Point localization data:
____
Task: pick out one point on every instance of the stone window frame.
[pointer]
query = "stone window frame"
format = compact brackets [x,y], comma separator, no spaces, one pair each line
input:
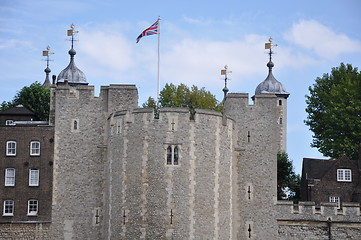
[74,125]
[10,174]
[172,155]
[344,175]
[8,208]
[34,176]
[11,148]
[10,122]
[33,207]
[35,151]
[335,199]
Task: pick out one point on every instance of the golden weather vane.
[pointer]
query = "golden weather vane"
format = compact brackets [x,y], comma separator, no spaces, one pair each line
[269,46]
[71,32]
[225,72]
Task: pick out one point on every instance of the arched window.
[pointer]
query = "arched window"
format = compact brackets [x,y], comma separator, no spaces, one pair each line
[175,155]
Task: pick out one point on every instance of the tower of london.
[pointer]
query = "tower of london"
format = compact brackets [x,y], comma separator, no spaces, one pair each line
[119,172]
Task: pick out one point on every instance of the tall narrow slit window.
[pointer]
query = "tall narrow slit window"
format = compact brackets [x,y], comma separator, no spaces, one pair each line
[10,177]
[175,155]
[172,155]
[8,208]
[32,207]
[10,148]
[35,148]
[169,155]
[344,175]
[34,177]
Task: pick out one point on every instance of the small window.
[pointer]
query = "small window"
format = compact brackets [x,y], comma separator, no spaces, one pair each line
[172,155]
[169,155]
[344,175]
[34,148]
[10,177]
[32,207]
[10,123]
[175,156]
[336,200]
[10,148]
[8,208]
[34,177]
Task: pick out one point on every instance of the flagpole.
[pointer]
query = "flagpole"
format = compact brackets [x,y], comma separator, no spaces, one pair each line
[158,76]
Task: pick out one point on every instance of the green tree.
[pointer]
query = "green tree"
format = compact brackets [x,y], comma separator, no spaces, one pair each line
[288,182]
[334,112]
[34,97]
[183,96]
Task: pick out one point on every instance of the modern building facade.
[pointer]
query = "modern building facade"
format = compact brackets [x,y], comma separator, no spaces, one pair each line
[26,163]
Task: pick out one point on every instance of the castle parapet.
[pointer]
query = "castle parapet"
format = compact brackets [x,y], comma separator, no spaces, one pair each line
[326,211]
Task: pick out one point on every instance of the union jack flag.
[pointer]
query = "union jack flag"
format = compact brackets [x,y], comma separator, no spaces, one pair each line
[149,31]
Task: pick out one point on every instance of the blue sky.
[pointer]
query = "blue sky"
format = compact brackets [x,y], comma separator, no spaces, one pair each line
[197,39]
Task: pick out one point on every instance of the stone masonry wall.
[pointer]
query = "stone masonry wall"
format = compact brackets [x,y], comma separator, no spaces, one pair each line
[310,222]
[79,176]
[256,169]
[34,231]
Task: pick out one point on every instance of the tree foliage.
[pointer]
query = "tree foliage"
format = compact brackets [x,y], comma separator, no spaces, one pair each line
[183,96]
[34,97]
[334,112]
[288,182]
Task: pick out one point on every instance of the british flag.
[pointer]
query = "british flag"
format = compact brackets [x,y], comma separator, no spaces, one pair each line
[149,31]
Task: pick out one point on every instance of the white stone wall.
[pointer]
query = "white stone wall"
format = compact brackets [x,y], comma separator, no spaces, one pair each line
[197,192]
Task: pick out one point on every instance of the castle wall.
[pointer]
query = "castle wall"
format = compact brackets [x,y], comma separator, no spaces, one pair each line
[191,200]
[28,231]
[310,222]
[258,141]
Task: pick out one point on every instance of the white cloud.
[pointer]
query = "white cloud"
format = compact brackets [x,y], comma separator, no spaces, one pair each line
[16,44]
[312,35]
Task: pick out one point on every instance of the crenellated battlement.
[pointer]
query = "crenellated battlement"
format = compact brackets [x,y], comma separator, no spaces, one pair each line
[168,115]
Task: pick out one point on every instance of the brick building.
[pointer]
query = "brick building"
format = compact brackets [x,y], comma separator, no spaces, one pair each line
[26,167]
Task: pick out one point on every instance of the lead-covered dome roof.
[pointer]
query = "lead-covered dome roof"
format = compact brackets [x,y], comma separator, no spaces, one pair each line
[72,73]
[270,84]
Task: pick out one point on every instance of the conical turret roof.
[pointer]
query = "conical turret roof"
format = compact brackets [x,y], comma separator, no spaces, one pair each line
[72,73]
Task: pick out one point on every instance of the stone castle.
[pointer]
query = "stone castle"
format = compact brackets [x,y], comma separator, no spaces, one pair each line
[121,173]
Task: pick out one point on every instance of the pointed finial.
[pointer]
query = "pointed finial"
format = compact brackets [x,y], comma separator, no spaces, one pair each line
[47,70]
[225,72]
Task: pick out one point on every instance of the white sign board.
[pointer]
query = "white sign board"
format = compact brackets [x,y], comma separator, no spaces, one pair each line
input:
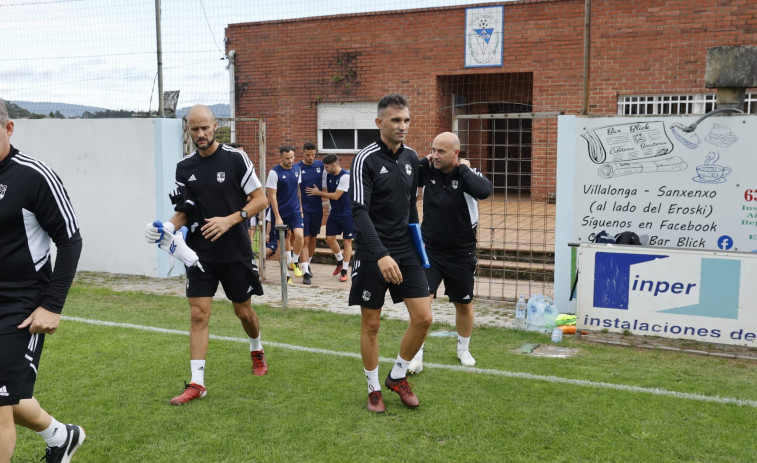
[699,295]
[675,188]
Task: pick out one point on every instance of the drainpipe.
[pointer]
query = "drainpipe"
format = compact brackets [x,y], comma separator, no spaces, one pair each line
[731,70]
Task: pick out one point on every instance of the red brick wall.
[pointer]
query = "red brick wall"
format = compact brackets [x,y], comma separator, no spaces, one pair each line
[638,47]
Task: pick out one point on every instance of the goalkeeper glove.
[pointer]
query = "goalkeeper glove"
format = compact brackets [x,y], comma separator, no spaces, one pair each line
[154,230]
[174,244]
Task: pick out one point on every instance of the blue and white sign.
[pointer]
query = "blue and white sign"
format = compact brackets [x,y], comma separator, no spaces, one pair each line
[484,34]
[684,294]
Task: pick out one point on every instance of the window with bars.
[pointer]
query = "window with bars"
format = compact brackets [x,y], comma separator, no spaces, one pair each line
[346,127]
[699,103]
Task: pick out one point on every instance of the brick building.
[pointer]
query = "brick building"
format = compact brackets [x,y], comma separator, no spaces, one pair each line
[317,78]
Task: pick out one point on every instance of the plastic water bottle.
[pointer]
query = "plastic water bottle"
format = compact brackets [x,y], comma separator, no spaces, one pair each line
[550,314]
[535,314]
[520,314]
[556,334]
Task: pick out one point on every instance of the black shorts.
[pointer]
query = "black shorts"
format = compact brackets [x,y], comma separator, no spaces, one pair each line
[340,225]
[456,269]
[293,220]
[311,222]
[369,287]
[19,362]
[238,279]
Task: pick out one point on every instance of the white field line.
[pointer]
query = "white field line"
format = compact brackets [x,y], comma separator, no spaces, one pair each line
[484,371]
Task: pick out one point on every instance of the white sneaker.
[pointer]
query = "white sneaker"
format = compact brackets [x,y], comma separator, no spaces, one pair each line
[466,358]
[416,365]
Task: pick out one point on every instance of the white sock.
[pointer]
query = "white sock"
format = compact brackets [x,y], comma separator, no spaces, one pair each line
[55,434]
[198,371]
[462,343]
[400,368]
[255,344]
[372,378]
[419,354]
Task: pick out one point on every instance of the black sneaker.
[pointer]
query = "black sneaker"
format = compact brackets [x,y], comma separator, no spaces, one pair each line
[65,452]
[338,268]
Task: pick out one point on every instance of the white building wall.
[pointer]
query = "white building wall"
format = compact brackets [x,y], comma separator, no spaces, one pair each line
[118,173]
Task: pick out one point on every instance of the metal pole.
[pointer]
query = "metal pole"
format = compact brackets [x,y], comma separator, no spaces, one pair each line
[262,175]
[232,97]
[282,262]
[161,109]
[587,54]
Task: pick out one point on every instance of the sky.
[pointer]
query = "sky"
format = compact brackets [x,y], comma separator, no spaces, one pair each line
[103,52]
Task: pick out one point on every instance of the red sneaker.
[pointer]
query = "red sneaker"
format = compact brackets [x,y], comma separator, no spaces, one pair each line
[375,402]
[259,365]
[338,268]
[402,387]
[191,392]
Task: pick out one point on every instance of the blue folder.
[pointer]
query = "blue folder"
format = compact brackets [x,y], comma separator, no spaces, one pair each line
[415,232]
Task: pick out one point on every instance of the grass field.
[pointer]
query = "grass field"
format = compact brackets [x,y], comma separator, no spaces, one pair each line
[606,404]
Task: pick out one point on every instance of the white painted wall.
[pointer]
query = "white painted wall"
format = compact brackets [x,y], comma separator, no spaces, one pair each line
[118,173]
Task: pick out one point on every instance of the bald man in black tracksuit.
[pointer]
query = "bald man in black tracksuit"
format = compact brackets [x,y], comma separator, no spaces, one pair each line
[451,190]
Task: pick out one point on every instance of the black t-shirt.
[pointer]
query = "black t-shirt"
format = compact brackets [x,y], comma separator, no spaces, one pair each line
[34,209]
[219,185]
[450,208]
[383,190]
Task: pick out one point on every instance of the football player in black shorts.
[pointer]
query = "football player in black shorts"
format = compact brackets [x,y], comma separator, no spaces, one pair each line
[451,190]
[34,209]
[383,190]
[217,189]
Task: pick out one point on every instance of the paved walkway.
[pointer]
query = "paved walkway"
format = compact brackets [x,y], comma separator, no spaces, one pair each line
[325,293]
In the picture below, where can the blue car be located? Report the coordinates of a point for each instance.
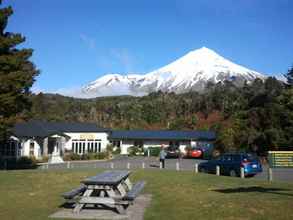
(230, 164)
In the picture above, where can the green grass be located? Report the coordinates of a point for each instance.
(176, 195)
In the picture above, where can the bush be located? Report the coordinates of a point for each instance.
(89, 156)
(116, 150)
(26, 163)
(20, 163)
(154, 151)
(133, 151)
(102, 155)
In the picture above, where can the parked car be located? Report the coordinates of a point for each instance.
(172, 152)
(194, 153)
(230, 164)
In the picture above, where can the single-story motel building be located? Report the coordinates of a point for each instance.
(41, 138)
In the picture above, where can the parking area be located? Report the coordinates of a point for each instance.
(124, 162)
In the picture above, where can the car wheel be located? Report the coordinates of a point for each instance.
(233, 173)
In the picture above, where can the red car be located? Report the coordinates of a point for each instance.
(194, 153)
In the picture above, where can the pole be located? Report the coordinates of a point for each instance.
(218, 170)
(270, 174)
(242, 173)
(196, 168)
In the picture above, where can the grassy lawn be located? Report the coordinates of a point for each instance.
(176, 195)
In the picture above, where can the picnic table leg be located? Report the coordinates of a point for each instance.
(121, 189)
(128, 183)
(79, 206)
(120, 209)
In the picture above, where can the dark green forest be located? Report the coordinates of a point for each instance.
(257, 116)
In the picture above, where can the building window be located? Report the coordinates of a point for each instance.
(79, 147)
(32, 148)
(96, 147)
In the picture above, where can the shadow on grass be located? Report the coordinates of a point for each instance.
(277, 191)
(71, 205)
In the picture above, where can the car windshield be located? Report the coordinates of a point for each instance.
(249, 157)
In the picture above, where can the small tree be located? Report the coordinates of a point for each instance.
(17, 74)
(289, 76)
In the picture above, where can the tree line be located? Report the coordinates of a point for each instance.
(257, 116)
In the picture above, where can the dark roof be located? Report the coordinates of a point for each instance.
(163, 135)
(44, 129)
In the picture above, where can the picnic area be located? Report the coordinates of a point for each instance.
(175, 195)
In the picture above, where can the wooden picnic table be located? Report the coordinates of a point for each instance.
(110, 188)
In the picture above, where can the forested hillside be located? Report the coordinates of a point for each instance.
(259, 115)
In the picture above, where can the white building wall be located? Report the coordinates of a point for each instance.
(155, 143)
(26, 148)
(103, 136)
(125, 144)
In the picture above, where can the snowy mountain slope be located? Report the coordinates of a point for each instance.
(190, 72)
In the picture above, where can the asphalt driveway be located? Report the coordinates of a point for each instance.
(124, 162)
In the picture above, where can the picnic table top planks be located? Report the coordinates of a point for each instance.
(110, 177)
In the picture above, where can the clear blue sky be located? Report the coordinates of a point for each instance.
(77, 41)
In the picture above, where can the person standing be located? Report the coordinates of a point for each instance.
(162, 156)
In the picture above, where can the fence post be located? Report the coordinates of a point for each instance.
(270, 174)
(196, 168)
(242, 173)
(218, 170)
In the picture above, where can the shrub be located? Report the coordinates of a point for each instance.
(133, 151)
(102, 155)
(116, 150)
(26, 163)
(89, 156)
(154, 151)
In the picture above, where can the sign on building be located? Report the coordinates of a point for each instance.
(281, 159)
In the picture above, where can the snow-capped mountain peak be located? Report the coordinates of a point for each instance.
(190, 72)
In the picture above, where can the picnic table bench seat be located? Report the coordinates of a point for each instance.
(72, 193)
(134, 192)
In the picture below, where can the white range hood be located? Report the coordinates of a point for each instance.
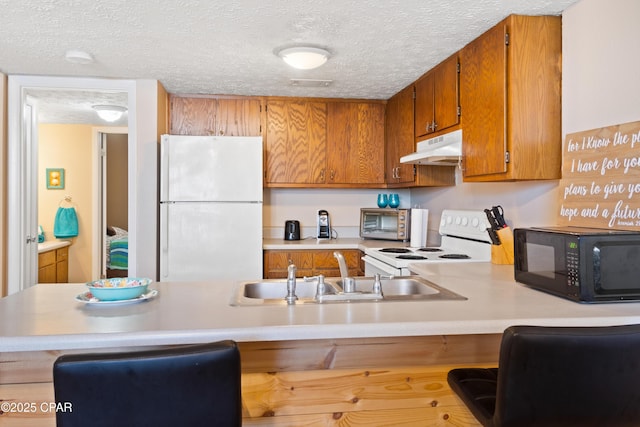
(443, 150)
____
INSTRUCTIONS TO FOLLOW »
Every line in the data above that contains the word "turret" should be copied.

WRITTEN RESPONSE »
Task: pick out one point on every instance of the conical turret roof.
query = "conical turret roof"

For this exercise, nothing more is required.